**Exercise aim:**
Reproduce the listing exactly, so that no line differs from the original.

Source records below:

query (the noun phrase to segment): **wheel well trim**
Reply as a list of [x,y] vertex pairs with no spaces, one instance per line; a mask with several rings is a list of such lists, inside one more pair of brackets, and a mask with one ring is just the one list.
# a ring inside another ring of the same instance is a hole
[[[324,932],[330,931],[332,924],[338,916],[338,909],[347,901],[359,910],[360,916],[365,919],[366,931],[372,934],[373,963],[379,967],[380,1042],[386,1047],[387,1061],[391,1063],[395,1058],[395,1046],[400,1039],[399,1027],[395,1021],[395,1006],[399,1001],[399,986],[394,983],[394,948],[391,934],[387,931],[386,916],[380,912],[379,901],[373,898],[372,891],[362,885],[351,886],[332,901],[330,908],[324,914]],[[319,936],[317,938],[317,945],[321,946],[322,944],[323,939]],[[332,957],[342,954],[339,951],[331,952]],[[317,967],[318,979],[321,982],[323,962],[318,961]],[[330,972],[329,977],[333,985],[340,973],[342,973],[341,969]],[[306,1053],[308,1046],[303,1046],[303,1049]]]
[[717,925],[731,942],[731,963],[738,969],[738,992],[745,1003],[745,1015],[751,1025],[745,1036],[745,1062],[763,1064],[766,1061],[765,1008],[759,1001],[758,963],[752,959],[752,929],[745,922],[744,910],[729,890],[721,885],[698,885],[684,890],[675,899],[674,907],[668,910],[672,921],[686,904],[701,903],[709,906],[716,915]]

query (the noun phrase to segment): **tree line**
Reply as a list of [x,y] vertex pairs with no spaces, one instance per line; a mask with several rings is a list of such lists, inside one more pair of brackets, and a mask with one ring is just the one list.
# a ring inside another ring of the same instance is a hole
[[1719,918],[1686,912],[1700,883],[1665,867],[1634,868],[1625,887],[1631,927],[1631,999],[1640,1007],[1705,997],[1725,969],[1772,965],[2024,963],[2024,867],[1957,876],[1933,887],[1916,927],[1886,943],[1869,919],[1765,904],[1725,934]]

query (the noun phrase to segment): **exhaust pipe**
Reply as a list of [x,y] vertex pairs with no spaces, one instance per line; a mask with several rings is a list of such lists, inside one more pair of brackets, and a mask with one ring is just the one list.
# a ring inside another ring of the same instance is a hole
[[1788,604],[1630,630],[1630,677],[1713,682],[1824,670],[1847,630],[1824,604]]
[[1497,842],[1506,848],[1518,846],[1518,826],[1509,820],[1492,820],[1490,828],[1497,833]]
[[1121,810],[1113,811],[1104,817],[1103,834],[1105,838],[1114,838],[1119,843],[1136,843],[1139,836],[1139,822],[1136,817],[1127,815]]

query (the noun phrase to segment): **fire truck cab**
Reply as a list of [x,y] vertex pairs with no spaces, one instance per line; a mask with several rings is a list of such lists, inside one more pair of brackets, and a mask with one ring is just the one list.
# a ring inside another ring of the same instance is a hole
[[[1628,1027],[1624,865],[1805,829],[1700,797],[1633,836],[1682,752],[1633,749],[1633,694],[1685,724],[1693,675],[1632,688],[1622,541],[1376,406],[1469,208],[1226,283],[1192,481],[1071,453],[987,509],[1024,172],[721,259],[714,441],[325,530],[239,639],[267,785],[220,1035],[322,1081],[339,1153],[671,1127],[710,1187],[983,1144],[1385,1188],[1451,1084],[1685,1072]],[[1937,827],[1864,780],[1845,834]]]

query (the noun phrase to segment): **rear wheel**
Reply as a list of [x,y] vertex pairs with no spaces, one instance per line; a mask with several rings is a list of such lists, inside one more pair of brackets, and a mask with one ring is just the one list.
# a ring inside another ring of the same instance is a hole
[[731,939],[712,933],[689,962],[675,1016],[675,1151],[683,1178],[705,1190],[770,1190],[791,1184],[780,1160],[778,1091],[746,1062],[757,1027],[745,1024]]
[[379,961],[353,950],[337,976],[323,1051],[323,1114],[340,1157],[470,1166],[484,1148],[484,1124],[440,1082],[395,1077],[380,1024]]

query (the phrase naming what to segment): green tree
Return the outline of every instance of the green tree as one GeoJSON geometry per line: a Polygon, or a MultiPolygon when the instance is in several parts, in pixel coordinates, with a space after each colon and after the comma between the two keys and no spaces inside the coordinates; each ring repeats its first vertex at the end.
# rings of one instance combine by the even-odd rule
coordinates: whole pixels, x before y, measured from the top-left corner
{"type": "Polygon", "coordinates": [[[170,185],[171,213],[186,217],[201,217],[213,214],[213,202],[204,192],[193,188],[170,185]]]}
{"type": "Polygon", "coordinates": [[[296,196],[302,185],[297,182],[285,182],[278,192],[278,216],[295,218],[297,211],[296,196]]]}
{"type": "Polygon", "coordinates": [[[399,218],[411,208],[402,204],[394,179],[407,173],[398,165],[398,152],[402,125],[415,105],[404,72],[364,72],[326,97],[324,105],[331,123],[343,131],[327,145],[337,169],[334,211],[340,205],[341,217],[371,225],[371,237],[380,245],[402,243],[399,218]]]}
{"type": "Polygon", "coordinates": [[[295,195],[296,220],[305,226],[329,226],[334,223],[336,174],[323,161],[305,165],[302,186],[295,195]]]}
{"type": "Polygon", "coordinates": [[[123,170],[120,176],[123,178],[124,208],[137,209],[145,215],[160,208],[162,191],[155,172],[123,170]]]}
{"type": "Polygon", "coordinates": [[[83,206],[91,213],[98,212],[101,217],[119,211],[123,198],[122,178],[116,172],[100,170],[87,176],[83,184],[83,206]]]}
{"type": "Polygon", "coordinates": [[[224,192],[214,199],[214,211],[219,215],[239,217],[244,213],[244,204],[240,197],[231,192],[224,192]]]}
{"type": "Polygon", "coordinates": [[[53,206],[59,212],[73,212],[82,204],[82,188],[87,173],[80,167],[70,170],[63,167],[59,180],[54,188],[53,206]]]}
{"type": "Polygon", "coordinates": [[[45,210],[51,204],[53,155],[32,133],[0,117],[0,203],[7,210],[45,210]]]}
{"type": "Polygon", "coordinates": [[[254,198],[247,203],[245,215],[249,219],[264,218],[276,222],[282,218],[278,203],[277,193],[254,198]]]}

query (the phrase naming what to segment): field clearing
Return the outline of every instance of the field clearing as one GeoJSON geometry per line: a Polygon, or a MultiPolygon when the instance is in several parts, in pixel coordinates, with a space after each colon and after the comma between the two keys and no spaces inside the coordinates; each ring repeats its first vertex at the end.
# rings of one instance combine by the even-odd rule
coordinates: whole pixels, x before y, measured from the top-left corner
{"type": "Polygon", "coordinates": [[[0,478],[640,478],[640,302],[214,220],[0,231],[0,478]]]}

End of Source records.

**Solution:**
query (the noun phrase to segment): **wheel well trim**
Reply as a list of [x,y] vertex pairs with no spaces, one instance per line; a mask with several rings is a list of such lists, inside one more pair of brackets, and a mask with one ring is just the one list.
# a ring inside another ring of the same instance is a hole
[[[324,932],[330,931],[332,924],[338,916],[338,909],[347,901],[359,910],[360,916],[365,919],[366,931],[372,934],[373,963],[379,967],[380,1042],[386,1047],[387,1061],[391,1063],[395,1058],[395,1046],[400,1039],[399,1027],[395,1021],[395,1006],[399,1001],[399,986],[394,983],[394,948],[391,934],[387,931],[386,916],[380,912],[379,901],[373,898],[372,891],[362,885],[351,886],[332,901],[330,908],[324,914]],[[319,936],[317,938],[317,945],[321,946],[322,944],[323,939]],[[332,957],[342,954],[339,951],[331,952]],[[317,967],[318,979],[321,982],[323,962],[318,961]],[[330,972],[329,977],[333,985],[340,973],[342,973],[341,969]],[[306,1053],[308,1046],[303,1046],[303,1049]]]
[[717,925],[731,942],[731,963],[738,969],[738,992],[745,1003],[745,1015],[751,1025],[745,1036],[745,1062],[763,1064],[766,1061],[765,1008],[759,1001],[758,963],[752,959],[752,929],[745,922],[744,910],[729,890],[721,885],[698,885],[684,890],[675,899],[674,907],[668,910],[672,921],[686,904],[701,903],[709,906],[716,915]]

query (the noun phrase to segment): **tree line**
Reply as a list of [x,y] vertex pairs with no spaces, one instance per line; a mask with several rings is a list of such lists, inside one more pair of brackets, and a mask with one ring is just the one list.
# a ring inside another ring of the same instance is a hole
[[1719,918],[1686,912],[1700,883],[1665,867],[1634,868],[1625,887],[1631,927],[1631,999],[1640,1007],[1705,997],[1725,969],[1772,965],[2024,963],[2024,867],[1957,876],[1933,887],[1916,927],[1886,943],[1869,919],[1765,904],[1725,934]]

query (the noun phrase to segment): **exhaust pipe**
Reply as a list of [x,y] vertex pairs with no spaces, one instance per line; a mask with several rings is a list of such lists, inside one more pair of brackets, and a mask with one ring is just the one list.
# a ring inside another ring of the same instance is a hole
[[1788,604],[1630,630],[1630,677],[1713,682],[1824,670],[1847,630],[1824,604]]
[[1497,842],[1506,848],[1518,846],[1518,826],[1509,820],[1492,820],[1490,828],[1497,833]]
[[1121,810],[1113,811],[1104,817],[1103,834],[1105,838],[1114,838],[1119,843],[1136,843],[1139,836],[1139,822],[1136,817],[1127,815]]

query (the noun phrase to segment): **fire truck cab**
Reply as a list of [x,y] vertex pairs with no spaces, one instance per line; a mask with several rings is a list of such lists, inside one more pair of brackets, and a mask with one ring is just the one list.
# a ring inside another ring of the same instance is a hole
[[[1628,1027],[1624,865],[1805,829],[1700,797],[1633,836],[1682,752],[1633,749],[1633,694],[1685,724],[1693,675],[1632,688],[1622,541],[1376,406],[1469,208],[1226,283],[1192,481],[1071,453],[987,509],[1024,172],[721,259],[714,441],[325,530],[239,639],[267,785],[220,1035],[322,1081],[339,1153],[671,1127],[710,1187],[983,1144],[1385,1188],[1451,1084],[1685,1072]],[[1937,827],[1864,780],[1845,834]]]

query (the noun phrase to segment): **rear wheel**
Reply as a list of [x,y] vertex pairs with no spaces, one instance per line; a mask with several rings is a list of such lists, inside one more pair of brackets, and a mask with one ring is just the one list.
# a ring inside another ring of the same instance is a hole
[[731,939],[712,933],[689,962],[675,1016],[675,1151],[683,1178],[705,1190],[770,1190],[791,1184],[780,1160],[778,1091],[746,1062],[757,1027],[745,1024]]
[[379,961],[353,950],[337,976],[323,1051],[323,1114],[340,1157],[470,1166],[484,1148],[484,1124],[440,1082],[395,1077],[380,1024]]

query (the phrase naming what to segment): green tree
Return the outline of every instance of the green tree as one GeoJSON geometry per line: a Polygon, or a MultiPolygon when the instance is in several parts, in pixel coordinates, with a space after each colon and after the comma between the two keys and no spaces inside the coordinates; each ring repeats its first vertex at the end.
# rings of one instance combine by the even-odd rule
coordinates: whole pixels, x before y, measured from the top-left corner
{"type": "Polygon", "coordinates": [[[170,185],[171,213],[186,217],[201,217],[213,214],[213,202],[204,192],[193,188],[170,185]]]}
{"type": "Polygon", "coordinates": [[[296,196],[302,185],[297,182],[285,182],[278,192],[278,216],[295,218],[297,211],[296,196]]]}
{"type": "Polygon", "coordinates": [[[399,218],[411,208],[402,204],[394,179],[407,173],[398,165],[398,152],[402,125],[415,105],[404,72],[364,72],[326,97],[324,105],[331,123],[343,131],[327,145],[337,169],[334,211],[340,205],[341,217],[371,225],[371,237],[380,245],[402,243],[399,218]]]}
{"type": "Polygon", "coordinates": [[[295,195],[296,220],[305,226],[329,226],[334,223],[336,174],[323,161],[305,165],[302,186],[295,195]]]}
{"type": "Polygon", "coordinates": [[[123,170],[120,176],[123,178],[124,208],[137,209],[145,215],[160,208],[162,191],[155,172],[123,170]]]}
{"type": "Polygon", "coordinates": [[[83,206],[91,213],[98,212],[101,217],[119,211],[123,198],[122,178],[116,172],[100,170],[87,176],[83,184],[83,206]]]}
{"type": "Polygon", "coordinates": [[[224,192],[214,199],[214,211],[219,215],[239,217],[244,213],[244,204],[240,197],[231,192],[224,192]]]}
{"type": "Polygon", "coordinates": [[[53,206],[59,212],[73,212],[82,204],[82,188],[87,173],[80,167],[70,170],[63,167],[59,180],[54,188],[53,206]]]}
{"type": "Polygon", "coordinates": [[[45,210],[51,204],[53,155],[32,133],[0,117],[0,203],[7,210],[45,210]]]}
{"type": "Polygon", "coordinates": [[[254,198],[247,203],[245,215],[249,219],[264,218],[276,222],[282,218],[278,203],[277,193],[254,198]]]}

query (the phrase naming what to segment): field clearing
Return the outline of every instance of the field clearing as one GeoJSON geometry per line: a Polygon, or a MultiPolygon when the instance is in several parts, in pixel coordinates, with a space after each colon and after the comma between the two keys and no spaces inside the coordinates; each ring repeats its first vertex at the end.
# rings of one instance combine by the even-odd rule
coordinates: whole pixels, x before y, measured from the top-left corner
{"type": "Polygon", "coordinates": [[[0,478],[640,478],[640,302],[214,220],[0,231],[0,478]]]}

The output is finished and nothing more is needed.